▶ [OBJECTIVES]
1. According to the review of the 1988 film The Uninvited, which two movies did the writer watch this weekend?
2. Write the next part of the review of The Uninvited, picking up after its final sentence.

--- start of SOURCE DOCUMENT ---

The Uninvited 1988 (not by Alanis Morrisette)

I have looked into the face of, dare I say, genius, and my mind is blown. So much so that I had to pick pieces of my brain off the floor, brush them off and stuff them back into my ears, hoping they went in somewhat orderly, but I’m not sure it matters, for I am now smarter anyway — from looking into the face of genius…

The genius is a little movie from 1988 called The Uninvited. A puppet cat regurgitates a smaller puppet cat, which then ends up being yet another, larger, more monstrous puppet cat that puppet-cats people to death. Does the puppet cat also have venom that can even poison the food it touches? You bet it does!
Not even George Kennedy can stand up to this beast, nor Clu Gallagher, nor any other of our gloriously 1980s cast. When they aren’t getting puppet-catted to death, they are either lounging on a yacht, dancing on a yacht, doing aerobics on the yacht, trying to fix the yacht, trying to start the yacht or engaging in tedious, unnecessary aardvarking on the yacht.

I would award each and every one of them an Oscar if I was in charge of Oscars, and Arnold Schwarzenegger would present them with the Oscars from his throne as King of Hollywood, and I would watch from behind the stage curtain with a single tear rolling down my cheek and whisper, “Good show, you beautiful, beautiful denizens of my fantasy world.”

I watched two movies this weekend: Godzilla: King of Monsters and The Uninvited. I’m not even sure what happened in Godzilla: King of Monsters anymore. There was certainly nothing as memorable as a puppet cat regurgitating another puppet cat that turned into a bigger, more monstrous puppet cat.

--- end of SOURCE DOCUMENT ---
--- start of ENTRIES SHOWN ---

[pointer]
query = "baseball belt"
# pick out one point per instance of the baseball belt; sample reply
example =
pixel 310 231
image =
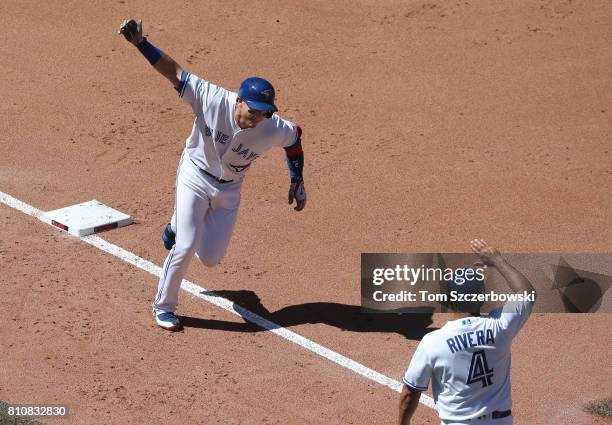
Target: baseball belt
pixel 496 414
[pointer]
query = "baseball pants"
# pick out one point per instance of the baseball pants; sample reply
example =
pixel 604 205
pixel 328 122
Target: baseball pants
pixel 501 421
pixel 204 217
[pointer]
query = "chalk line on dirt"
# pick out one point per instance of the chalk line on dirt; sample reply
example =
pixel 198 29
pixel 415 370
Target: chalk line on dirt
pixel 226 304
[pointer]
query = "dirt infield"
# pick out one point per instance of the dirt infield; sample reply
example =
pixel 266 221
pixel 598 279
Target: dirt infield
pixel 426 123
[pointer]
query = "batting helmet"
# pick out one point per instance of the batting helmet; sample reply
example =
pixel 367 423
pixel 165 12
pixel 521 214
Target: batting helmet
pixel 258 94
pixel 464 285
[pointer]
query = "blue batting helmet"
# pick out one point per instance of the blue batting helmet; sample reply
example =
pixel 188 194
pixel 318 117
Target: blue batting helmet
pixel 258 94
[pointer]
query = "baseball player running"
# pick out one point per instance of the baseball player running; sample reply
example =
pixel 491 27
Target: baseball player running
pixel 468 359
pixel 230 131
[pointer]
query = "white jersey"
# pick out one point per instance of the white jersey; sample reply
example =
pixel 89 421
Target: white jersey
pixel 216 143
pixel 468 362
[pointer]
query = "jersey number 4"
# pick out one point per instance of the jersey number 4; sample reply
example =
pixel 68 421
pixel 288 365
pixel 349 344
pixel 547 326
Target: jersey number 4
pixel 479 370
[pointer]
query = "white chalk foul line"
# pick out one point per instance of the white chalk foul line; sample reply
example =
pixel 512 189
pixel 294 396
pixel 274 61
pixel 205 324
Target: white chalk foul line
pixel 228 305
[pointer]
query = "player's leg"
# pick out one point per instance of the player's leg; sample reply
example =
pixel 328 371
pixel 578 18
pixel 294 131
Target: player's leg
pixel 190 211
pixel 219 225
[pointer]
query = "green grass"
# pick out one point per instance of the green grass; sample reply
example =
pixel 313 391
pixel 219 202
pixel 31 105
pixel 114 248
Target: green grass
pixel 601 408
pixel 9 420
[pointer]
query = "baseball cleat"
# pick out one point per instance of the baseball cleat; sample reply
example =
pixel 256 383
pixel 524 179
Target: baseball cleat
pixel 168 321
pixel 169 237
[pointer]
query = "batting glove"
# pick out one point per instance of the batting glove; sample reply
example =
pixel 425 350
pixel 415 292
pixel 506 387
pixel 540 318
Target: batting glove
pixel 132 31
pixel 297 192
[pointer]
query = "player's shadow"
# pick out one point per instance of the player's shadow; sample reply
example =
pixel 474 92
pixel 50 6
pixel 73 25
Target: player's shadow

--- end of ENTRIES SHOWN ---

▶ [ANSWERS BELOW]
1. Godzilla: King of Monsters and The Uninvited.

2.
Godzilla: King of Monsters was an auto-tuned movie for radio play. The Uninvited was pure jazz.

A cat escapes from a lab and is found by two blonds invited onto a yacht by a mobster they just met, who then invite some guys they just met on the way to the yacht, and they all end up on the yacht with the mobster’s two henchman and the lady captain, except the mobster doesn’t want any of them on the yacht, but the yacht doesn’t have a crew, and it needs to leave in a hurry, so the lady captain says the blonds and their guy friends they just met can be the crew, and the mobster says, okay, I have to avoid the authorities anyway, and they all go to sea so the mutant cat can pick them off one by one.

At one point, I thought about questioning it, but…the boat needed a crew anyway. Don’t you see? The boat needed a crew. That’s how you build a plot!

Then Clu Gallagher wears buck teeth and glasses like he is maybe doing a homage to Mickey Rooney in Breakfast at Tiffanys, and the movie also has bursting veins. I know what you’re wondering. Do we get to see George Kennedy with bursting veins?

We do indeed, my friend, we do indeed.

You remember the end of Godzilla: King of Monsters when all the monsters fight and Godzilla wins? I don’t because I’ve seen the end of The Uninvited. The last two cast members are on lifeboat in a raging storm shaken by people off camera. The mutant cat hops aboard! One of the cast members wrestles with it and throws it overboard. The mutant cat hops aboard again! Maybe even via the exact same shot as previously. The same cast member wrestles with it and throws it overboard…again! Maybe even via the exact same shots as previously. So then they throw a briefcase in the water for the mutant cat to hop on instead. The mutant cat obliges, and we see it float away into the storm to the quick strains of victory-synthesizer.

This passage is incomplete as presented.